**AUFGABE**
Gib alle Zeilen ab der Zeile mit "surface accordingly in the photo above." bis einschließlich zum Ende der Daten vollständig wieder. Verschiebe dabei jede Koordinate in den Antworten um 32 und lass alles Übrige unverändert.

**GESPEICHERTE DATEN**
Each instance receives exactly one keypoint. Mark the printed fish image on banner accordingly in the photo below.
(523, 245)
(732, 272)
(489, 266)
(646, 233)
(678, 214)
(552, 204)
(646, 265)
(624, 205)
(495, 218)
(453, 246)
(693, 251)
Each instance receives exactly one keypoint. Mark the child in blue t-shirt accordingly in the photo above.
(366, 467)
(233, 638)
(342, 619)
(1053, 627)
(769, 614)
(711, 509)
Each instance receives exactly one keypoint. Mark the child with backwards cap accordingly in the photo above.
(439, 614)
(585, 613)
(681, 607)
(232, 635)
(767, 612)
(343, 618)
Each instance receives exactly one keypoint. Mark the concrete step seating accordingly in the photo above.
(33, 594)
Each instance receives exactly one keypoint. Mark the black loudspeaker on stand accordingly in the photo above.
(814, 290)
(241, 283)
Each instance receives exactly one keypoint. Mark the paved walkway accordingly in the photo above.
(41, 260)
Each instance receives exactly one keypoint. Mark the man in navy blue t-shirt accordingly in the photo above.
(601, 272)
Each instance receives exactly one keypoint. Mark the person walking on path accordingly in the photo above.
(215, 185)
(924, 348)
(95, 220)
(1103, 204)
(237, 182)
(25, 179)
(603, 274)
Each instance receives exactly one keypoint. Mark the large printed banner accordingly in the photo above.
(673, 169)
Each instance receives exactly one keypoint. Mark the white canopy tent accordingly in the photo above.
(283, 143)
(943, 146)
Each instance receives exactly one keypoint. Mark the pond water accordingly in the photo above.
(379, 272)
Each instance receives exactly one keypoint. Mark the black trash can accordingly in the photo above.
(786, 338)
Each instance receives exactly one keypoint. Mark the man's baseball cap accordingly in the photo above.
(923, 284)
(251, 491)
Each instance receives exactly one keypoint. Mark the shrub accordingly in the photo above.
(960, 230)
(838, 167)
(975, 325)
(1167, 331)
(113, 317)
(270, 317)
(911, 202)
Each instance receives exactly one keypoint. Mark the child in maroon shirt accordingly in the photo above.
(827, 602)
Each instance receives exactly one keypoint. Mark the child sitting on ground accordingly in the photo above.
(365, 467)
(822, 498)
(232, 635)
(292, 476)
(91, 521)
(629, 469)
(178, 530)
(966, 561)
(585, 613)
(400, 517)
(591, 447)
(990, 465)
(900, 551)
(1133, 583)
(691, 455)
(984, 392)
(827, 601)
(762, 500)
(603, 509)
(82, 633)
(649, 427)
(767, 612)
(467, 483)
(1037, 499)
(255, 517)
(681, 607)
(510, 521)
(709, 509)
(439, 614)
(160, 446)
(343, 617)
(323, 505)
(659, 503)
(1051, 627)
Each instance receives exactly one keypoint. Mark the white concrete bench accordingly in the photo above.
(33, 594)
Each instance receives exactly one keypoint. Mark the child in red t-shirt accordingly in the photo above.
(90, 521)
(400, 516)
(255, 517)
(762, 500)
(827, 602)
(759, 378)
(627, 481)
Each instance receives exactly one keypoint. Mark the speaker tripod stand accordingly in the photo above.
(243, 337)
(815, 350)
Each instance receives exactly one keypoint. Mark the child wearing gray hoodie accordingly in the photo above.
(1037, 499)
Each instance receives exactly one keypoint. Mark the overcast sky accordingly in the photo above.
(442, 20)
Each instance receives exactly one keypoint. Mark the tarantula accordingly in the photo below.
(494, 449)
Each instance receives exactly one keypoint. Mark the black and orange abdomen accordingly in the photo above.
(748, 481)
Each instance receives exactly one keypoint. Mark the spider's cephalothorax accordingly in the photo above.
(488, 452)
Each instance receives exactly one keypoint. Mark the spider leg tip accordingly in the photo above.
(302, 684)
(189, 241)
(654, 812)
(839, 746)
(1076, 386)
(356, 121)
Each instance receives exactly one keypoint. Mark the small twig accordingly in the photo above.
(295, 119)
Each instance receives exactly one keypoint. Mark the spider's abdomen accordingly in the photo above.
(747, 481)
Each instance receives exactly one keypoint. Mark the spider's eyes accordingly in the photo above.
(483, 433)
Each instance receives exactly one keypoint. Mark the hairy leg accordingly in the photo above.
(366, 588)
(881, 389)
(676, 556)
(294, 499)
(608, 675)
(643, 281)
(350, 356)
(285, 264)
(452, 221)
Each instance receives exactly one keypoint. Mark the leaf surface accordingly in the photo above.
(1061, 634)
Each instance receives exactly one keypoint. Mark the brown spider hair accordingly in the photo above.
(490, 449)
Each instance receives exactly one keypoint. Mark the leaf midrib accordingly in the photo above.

**AUSGABE**
Each instance receives exactly one keypoint. Mark the leaf surface accordingly in the photo above.
(1093, 666)
Each instance receives exactly one keypoint. Mark the brown spider hair accordingly in the photo above.
(522, 481)
Each instance receives exactly one keypoint. Mark the leaf midrib accordingly in the photo above.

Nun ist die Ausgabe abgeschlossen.